[INFORMATION SUPPLIED Boundary: Start]
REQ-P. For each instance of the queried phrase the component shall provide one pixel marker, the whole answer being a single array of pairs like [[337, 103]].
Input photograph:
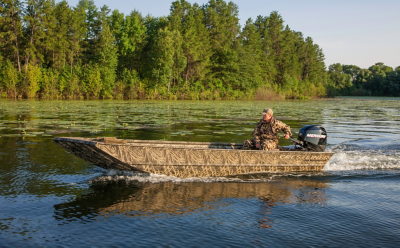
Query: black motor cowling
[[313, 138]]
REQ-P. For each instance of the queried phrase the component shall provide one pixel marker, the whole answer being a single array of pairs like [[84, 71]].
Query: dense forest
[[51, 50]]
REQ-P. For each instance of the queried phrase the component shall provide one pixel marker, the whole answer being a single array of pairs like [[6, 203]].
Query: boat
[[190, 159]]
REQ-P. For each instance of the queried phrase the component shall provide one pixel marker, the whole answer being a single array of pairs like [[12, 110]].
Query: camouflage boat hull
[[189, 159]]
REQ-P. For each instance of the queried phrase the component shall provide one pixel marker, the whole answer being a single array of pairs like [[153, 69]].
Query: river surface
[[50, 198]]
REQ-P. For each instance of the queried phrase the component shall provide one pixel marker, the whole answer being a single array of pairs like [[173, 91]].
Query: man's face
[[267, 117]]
[INFORMATION SUPPLIED Boundary: End]
[INFORMATION SUPPLIED Boundary: Start]
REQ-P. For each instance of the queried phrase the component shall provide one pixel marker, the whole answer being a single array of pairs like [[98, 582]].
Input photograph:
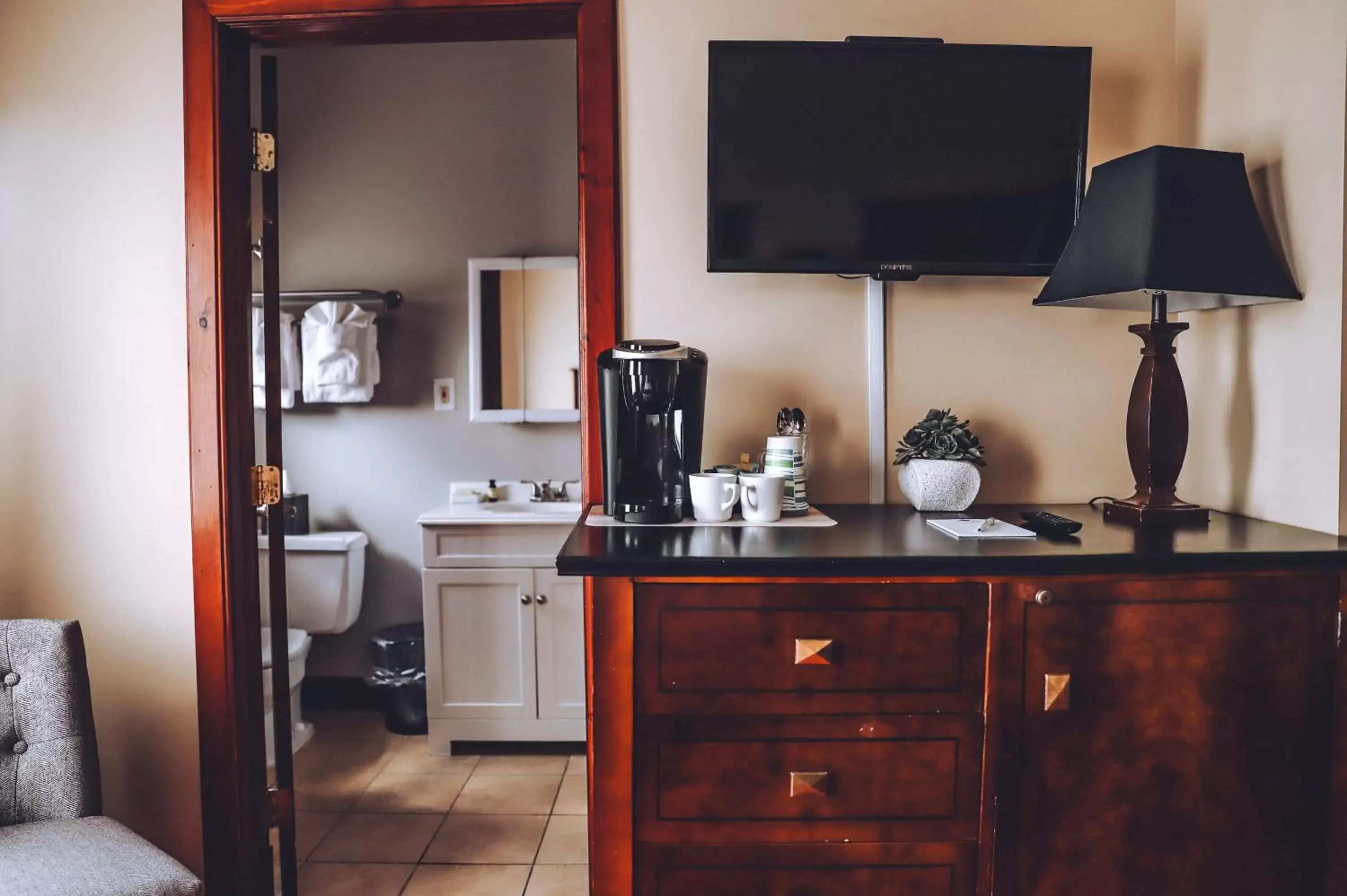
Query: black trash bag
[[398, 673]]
[INFORMATION SUPPLIED Boundary: End]
[INFORMATION SUPPLIED Boundary: Start]
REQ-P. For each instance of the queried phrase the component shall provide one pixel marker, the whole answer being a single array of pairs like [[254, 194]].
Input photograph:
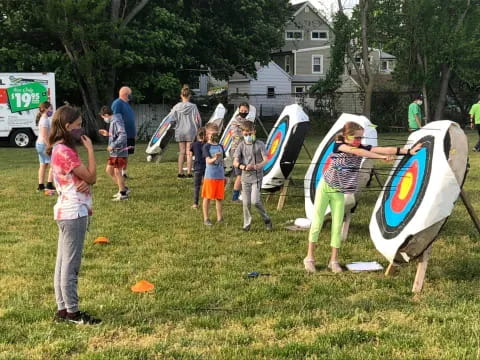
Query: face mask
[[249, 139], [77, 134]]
[INFORMATION SUPPLIED Boundary: End]
Starting with the line above that holds "Query: dense forest" and stopping with the line that holds "like [[153, 69]].", reproduce each line exactly, omitting all other lines.

§ **EXERCISE OUTPUT**
Query: dense forest
[[51, 50]]
REQ-P. For each instance of the queried phrase the component shall provide one pixel marker, the whole answer being a single array of pairs like [[6, 203]].
Query: boat
[[190, 159]]
REQ-P. For each instance of the queried phrase the component shall provide one pixel marker, the whole answer being a single array of pairs like [[12, 110]].
Query: camouflage boat hull
[[189, 159]]
REQ-P. For each instance of the queried phrase the component shall provide one pixel marker, the whole answer being a single array of pairs like [[153, 69]].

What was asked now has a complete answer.